[Problems to work on]
A – Please copy the stretch of the estate agent pay guide from "In my experience" through "fixed wage alone.", word for word.
B – In the estate agent pay guide, what does the abbreviation OTE stand for?
C – List every factor that the estate agent pay guide says an agent's income depends on.

In my experience working with property professionals, estate agent earnings vary far more than most people realize.
If you are considering the industry or already working in it, your income depends on experience, location, commission structure, and the number of deals you close.
I have reviewed contracts, negotiated pay structures, and worked alongside agents across London, Manchester, and Scotland, giving me firsthand insight into how salaries really work.
In this guide, I break down earnings at every career stage using data from Indeed UK, Glassdoor, and PayScale, while also exploring whether six-figure incomes are genuinely realistic in today’s UK property market.
How Estate Agent Pay Is Structured?
Most UK estate agents earn through a mix of base salary and commission rather than a fixed wage alone.
The base salary provides stability, while commission rewards completed property deals and often makes up the largest part of earnings.
Agencies usually advertise OTE (On-Target Earnings), which combines a base salary and expected commission if targets are met.
For example, a role offering an £18,000 salary with a £30,000 OTE means reaching targets could bring total yearly earnings to £30,000.
However, advertised OTE figures are often optimistic, so it is important to ask what agents realistically earn. Letting agents usually earn commission from rental income instead of property sales.

[Supplied information]
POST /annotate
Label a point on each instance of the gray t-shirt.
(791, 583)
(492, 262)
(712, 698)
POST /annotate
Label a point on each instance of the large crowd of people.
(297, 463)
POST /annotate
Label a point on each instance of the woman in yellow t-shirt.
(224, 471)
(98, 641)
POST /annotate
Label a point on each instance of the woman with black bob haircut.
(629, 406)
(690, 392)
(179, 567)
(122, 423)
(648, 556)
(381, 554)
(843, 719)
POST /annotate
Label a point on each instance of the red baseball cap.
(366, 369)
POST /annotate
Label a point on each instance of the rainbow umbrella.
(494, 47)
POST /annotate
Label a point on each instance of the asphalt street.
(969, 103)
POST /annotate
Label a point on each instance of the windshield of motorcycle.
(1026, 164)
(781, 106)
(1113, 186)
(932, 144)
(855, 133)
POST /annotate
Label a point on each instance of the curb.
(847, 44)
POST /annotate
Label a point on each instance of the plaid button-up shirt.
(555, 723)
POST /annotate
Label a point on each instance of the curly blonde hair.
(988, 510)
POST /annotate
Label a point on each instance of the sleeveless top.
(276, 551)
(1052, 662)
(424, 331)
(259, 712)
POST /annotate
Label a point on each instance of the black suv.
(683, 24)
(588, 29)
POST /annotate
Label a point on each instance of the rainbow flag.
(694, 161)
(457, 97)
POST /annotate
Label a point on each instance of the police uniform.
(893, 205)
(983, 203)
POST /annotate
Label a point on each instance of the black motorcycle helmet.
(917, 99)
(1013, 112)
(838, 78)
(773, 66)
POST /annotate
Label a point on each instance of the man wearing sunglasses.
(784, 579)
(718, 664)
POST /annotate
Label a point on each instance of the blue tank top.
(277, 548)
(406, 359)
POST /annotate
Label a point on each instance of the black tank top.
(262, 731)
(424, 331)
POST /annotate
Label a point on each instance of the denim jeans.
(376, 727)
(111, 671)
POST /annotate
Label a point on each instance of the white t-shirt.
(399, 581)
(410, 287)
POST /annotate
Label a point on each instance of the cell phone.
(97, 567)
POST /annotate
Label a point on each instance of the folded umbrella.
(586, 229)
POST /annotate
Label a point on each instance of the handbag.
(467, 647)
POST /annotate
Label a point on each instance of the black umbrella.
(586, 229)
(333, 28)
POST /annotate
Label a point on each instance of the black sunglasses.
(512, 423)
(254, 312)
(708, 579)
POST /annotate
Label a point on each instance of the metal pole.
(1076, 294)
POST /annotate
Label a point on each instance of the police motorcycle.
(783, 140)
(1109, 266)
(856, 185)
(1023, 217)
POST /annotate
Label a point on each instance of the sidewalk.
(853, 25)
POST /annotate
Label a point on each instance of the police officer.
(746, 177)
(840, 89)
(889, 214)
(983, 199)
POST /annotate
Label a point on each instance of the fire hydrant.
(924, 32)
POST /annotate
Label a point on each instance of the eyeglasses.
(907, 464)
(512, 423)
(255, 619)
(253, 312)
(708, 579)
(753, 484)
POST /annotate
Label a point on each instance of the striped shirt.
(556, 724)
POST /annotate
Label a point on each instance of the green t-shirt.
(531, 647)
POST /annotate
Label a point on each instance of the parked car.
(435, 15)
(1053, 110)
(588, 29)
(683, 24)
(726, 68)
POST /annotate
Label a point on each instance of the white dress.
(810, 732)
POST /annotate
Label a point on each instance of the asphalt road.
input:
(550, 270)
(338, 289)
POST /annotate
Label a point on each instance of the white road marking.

[Solutions to the problems]
A –
In my experience working with property professionals, estate agent earnings vary far more than most people realize.
If you are considering the industry or already working in it, your income depends on experience, location, commission structure, and the number of deals you close.
I have reviewed contracts, negotiated pay structures, and worked alongside agents across London, Manchester, and Scotland, giving me firsthand insight into how salaries really work.
In this guide, I break down earnings at every career stage using data from Indeed UK, Glassdoor, and PayScale, while also exploring whether six-figure incomes are genuinely realistic in today’s UK property market.
How Estate Agent Pay Is Structured?
Most UK estate agents earn through a mix of base salary and commission rather than a fixed wage alone.

B – On-Target Earnings

C –
- Experience
- Location
- Commission structure
- The number of deals you close